→ **What to produce**:
Below are the records; copy each line in which "target" occurs.
··· Given entries
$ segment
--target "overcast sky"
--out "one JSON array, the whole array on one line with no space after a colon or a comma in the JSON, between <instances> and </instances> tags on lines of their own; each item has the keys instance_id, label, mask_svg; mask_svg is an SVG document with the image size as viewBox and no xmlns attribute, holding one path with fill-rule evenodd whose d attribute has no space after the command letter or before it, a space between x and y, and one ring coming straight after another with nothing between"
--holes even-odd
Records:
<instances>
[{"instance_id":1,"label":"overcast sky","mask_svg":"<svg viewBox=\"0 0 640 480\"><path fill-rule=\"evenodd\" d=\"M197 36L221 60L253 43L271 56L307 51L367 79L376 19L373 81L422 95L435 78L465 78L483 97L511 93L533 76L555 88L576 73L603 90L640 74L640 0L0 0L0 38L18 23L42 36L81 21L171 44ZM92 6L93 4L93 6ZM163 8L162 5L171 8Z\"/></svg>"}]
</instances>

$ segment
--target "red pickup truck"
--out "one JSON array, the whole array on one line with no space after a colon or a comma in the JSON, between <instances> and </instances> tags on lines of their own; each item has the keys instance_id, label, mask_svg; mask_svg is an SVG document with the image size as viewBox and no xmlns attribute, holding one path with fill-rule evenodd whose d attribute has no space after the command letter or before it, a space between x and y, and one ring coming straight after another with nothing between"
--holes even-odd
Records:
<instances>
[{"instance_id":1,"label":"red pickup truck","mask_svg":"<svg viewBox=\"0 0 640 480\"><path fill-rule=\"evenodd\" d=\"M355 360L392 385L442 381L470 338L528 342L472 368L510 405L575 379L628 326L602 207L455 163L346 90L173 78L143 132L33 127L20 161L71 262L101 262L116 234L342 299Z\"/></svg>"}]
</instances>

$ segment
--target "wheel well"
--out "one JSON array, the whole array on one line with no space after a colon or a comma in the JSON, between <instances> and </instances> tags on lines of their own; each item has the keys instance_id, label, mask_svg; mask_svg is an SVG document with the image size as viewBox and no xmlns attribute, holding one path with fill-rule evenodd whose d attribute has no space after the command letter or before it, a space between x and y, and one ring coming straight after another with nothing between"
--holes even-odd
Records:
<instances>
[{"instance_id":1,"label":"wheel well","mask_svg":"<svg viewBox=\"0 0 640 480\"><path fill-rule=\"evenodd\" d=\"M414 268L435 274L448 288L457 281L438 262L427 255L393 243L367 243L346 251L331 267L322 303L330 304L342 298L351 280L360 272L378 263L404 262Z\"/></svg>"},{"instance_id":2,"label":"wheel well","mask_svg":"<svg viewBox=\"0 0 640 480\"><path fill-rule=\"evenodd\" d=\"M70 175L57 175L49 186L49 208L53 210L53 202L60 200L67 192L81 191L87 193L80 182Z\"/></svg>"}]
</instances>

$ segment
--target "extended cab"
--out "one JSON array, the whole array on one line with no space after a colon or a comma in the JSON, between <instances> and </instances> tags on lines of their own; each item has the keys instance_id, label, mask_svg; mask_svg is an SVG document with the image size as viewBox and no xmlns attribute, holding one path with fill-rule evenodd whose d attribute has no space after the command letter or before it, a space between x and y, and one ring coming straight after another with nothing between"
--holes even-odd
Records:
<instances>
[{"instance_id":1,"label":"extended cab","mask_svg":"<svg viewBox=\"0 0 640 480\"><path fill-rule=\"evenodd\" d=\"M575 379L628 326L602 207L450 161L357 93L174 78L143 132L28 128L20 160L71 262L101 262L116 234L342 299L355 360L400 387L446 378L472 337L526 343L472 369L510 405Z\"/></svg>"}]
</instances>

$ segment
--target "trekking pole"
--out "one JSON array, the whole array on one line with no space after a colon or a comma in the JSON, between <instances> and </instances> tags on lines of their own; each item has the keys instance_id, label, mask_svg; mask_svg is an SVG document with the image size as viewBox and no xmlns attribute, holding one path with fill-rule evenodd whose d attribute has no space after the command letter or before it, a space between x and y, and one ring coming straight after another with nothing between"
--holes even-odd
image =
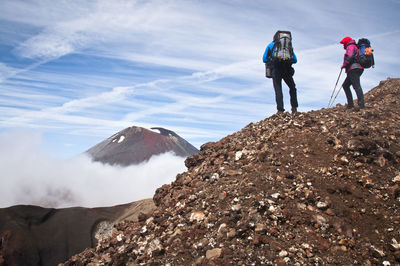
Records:
<instances>
[{"instance_id":1,"label":"trekking pole","mask_svg":"<svg viewBox=\"0 0 400 266\"><path fill-rule=\"evenodd\" d=\"M341 86L341 87L338 89L338 91L336 92L335 98L333 98L332 103L331 103L332 105L333 105L333 103L335 102L336 98L338 97L341 88L343 88L343 87Z\"/></svg>"},{"instance_id":2,"label":"trekking pole","mask_svg":"<svg viewBox=\"0 0 400 266\"><path fill-rule=\"evenodd\" d=\"M337 84L338 84L338 82L339 82L340 75L342 75L342 71L343 71L343 68L340 69L339 76L338 76L338 78L337 78L337 80L336 80L335 87L333 88L331 98L329 99L328 108L331 107L331 104L333 104L333 102L331 102L331 101L332 101L332 97L333 97L333 95L335 94L336 86L337 86ZM340 89L339 89L339 90L340 90ZM336 98L336 97L335 97L335 98Z\"/></svg>"}]
</instances>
······
→ **Response area**:
--target "overcast sky"
--target "red pickup truck"
--target "wheel well"
--target "extended cab"
--target "trekking pole"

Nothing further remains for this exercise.